▶ _What you will do_
In the story thread, what did the TeleTubbies' televisions show when Michael tried to rescue Sarah?
** start Text block **
Sarah, hidden by the TeleTubbies, had been forcefed TubbyCustard by the vacuum cleaner sent down from the baby in the sun. When Michael tried to rescue her, the TeleTubbies Televisions activated and showed an episode of the Jerry Springer show. The show was about


----------



## Jack (Dec 29, 2004)

the liberation of the Anarchists from the esteemed Fortress of Solitude...


----------



## millenniumman75 (Feb 4, 2005)

with two anarchists fighting over one man. When Steve Wilkos took action, the two were arrested leaving the man to wonder where his next meal would come from. Sara yelled at the TeleTubbies to change the channel, but they just giggled. The speaker periscope popped up and the lady exclaimed "Time for TeleTubby cancellation....Time for TeleTubby cancellation" Not two seconds later some people started running over the fake grassy hill, it was the Anarchists. Their plan was to....


----------



## Roberto (Aug 16, 2004)

lie naked with Sara, that they might conceive a "Golden Child" to bring rule and order to their world of anarchy. And they did. And Sara bore a son, and he was named Bob...


----------



## Jack (Dec 29, 2004)

who was later featured in a commercial for a drug for erectile dysfunction which makes him smile WAAAAAY too much...


----------



## Roberto (Aug 16, 2004)

until his smiler stopped smiling and he started crying because...


----------



## Jack (Dec 29, 2004)

he got hit in the jewels by a boxing glove-wearing monkey in tights


----------



## Argo (May 1, 2005)

but fortunately the diamond-studded necklace which the monkey punched saved Bob from any injury. While the monkey was reeling in anguish holding his smashed paw, Bob .....


----------



## jay_dizzle_girl (Nov 17, 2005)

Bob decided to create a cartoon called bobby's world it was a smash hit! Thats when the viewers..........


----------



## Roberto (Aug 16, 2004)

grew up to be insane. The show was cancelled, and Bob...


----------



## suppressed (Apr 19, 2005)

decided to do infomertials in the AM hours selling ...


----------



## Jack (Dec 29, 2004)

human booster shots from a guy named Molly, guaranteed to...


----------



## millenniumman75 (Feb 4, 2005)

rid the world of erectally dysfunctional 8008s named Bob. Sara manned the phones!


----------



## Jack (Dec 29, 2004)

However, the robots already invaded the telephone lines, prompting a weird man named W wearing a mask to rescue her from armed thugs and recruit her to...


----------



## Roberto (Aug 16, 2004)

a stratified position in the Society of People Against Society...
** end Text block **
** start Extracted information **
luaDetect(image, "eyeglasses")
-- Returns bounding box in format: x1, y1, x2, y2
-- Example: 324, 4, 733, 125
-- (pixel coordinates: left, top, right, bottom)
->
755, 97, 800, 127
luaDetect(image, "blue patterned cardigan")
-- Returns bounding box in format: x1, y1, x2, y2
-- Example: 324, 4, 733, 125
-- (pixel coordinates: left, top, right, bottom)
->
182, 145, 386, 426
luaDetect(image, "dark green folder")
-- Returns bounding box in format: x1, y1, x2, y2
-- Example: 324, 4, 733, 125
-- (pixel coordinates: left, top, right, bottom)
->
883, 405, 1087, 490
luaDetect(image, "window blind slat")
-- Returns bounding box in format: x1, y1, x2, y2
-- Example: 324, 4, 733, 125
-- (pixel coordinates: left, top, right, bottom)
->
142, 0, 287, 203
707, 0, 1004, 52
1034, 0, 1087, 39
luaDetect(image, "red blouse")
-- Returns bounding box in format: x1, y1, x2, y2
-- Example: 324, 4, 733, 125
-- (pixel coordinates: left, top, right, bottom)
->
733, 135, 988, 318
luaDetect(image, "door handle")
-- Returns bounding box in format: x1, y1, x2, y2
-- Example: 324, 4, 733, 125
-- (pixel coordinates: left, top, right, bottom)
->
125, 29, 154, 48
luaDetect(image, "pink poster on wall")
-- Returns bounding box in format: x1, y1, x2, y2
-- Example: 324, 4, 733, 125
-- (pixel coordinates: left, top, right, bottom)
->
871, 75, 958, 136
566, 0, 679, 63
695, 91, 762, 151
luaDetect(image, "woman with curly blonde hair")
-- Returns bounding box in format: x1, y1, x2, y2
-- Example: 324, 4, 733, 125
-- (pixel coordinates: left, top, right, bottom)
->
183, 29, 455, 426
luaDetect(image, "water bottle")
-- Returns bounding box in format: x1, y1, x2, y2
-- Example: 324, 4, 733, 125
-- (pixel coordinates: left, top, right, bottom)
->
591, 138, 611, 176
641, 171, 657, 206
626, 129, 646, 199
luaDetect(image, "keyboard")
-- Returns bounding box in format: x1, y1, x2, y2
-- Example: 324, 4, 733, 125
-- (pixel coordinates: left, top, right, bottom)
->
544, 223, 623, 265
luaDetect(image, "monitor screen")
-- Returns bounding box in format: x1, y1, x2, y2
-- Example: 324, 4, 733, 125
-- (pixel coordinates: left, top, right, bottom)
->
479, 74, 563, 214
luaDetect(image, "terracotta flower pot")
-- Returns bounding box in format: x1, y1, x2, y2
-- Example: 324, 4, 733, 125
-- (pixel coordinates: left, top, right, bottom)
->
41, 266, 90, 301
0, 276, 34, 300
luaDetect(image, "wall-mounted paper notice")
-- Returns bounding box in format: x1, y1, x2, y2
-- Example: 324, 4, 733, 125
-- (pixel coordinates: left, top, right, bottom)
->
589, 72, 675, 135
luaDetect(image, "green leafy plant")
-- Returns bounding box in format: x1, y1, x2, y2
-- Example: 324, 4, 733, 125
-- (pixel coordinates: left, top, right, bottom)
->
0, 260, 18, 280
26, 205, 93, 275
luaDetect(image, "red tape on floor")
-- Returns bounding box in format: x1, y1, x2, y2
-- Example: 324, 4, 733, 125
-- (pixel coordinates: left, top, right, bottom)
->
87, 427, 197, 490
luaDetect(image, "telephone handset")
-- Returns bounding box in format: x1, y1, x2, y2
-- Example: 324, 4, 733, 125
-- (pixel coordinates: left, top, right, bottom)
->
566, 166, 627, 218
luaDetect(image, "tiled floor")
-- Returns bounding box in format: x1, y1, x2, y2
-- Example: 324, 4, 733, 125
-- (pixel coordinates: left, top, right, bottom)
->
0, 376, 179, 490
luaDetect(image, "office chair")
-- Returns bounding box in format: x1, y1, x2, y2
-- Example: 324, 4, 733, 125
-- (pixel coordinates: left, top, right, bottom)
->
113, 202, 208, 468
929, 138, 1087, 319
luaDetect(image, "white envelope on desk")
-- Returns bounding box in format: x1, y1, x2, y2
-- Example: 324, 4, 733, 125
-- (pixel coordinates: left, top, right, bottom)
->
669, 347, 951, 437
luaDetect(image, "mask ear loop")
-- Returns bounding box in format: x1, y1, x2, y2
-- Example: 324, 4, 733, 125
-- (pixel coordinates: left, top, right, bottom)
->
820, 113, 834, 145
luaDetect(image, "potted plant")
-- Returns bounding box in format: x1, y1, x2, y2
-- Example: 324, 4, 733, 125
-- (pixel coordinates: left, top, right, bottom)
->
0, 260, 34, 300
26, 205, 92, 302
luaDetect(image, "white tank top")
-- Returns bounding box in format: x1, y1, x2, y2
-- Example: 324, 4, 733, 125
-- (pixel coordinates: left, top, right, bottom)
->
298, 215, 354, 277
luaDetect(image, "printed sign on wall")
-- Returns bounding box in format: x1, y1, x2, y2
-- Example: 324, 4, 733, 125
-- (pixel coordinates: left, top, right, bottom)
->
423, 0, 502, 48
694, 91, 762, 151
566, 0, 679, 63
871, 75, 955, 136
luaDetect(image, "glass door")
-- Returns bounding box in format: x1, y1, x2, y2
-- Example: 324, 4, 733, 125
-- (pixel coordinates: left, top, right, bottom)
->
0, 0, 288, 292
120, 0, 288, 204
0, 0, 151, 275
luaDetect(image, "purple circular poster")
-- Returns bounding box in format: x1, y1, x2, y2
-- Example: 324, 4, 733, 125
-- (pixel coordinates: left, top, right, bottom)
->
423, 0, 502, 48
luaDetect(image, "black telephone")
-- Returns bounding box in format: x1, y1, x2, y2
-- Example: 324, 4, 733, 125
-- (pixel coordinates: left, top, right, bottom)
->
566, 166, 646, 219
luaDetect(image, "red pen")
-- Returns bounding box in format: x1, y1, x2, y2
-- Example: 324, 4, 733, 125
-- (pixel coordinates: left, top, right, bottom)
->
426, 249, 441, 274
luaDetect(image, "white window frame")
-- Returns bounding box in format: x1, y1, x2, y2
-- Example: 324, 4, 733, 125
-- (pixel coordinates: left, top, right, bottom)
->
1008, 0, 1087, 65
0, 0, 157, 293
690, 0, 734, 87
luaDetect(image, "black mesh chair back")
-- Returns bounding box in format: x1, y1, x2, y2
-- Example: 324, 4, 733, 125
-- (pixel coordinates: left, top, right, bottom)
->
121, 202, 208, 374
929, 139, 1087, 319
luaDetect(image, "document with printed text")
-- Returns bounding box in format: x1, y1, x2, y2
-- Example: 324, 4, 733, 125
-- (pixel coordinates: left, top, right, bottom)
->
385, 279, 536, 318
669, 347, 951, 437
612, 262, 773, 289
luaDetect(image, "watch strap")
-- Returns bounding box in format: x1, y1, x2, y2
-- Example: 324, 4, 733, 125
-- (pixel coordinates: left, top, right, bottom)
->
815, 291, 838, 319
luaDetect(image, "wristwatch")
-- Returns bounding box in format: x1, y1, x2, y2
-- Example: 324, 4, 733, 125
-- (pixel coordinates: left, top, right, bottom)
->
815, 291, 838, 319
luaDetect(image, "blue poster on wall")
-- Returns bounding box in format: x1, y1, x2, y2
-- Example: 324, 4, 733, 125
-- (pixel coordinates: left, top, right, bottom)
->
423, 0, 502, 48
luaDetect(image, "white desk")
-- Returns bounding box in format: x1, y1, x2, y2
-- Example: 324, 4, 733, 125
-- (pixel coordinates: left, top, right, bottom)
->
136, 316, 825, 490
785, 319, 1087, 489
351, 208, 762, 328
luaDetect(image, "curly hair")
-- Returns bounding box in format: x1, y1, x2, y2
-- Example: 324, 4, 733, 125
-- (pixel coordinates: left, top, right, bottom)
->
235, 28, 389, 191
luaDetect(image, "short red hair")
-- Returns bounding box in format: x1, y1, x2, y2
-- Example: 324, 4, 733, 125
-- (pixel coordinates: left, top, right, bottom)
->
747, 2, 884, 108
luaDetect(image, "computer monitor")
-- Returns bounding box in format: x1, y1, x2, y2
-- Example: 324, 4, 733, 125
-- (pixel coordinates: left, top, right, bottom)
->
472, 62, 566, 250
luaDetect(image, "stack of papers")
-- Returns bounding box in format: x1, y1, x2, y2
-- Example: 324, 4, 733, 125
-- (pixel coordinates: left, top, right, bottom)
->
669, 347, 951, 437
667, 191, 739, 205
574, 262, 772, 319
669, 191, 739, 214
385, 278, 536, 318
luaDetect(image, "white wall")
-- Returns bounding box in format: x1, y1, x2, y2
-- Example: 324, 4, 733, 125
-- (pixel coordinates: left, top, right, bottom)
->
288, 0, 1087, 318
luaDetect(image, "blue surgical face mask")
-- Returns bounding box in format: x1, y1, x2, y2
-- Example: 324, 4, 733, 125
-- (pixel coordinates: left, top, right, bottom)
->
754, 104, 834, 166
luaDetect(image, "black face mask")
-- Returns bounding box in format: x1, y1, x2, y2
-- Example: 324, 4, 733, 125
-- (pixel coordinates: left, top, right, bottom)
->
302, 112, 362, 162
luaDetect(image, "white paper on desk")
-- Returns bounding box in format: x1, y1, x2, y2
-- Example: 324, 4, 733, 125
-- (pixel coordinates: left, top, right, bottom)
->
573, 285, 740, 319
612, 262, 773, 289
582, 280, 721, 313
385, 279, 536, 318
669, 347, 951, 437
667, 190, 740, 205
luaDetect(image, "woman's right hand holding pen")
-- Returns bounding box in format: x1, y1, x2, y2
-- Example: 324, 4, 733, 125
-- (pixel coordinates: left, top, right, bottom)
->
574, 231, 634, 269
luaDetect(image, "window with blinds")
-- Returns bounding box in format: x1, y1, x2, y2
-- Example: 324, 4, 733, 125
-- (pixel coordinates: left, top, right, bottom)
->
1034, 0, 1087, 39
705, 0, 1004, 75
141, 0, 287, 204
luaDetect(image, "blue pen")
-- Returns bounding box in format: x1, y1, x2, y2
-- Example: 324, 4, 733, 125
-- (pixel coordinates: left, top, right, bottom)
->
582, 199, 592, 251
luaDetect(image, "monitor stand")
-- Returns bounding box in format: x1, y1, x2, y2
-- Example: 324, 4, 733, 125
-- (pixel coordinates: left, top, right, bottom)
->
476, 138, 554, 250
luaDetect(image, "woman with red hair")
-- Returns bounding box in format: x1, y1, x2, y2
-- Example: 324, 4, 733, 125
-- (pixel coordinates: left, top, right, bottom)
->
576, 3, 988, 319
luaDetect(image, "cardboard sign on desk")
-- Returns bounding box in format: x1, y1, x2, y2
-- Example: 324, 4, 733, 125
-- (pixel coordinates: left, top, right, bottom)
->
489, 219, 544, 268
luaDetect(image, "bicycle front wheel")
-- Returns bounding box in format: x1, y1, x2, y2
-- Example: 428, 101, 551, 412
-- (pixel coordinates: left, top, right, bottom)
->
** end Extracted information **
▶ _Reply_
An episode of the Jerry Springer show.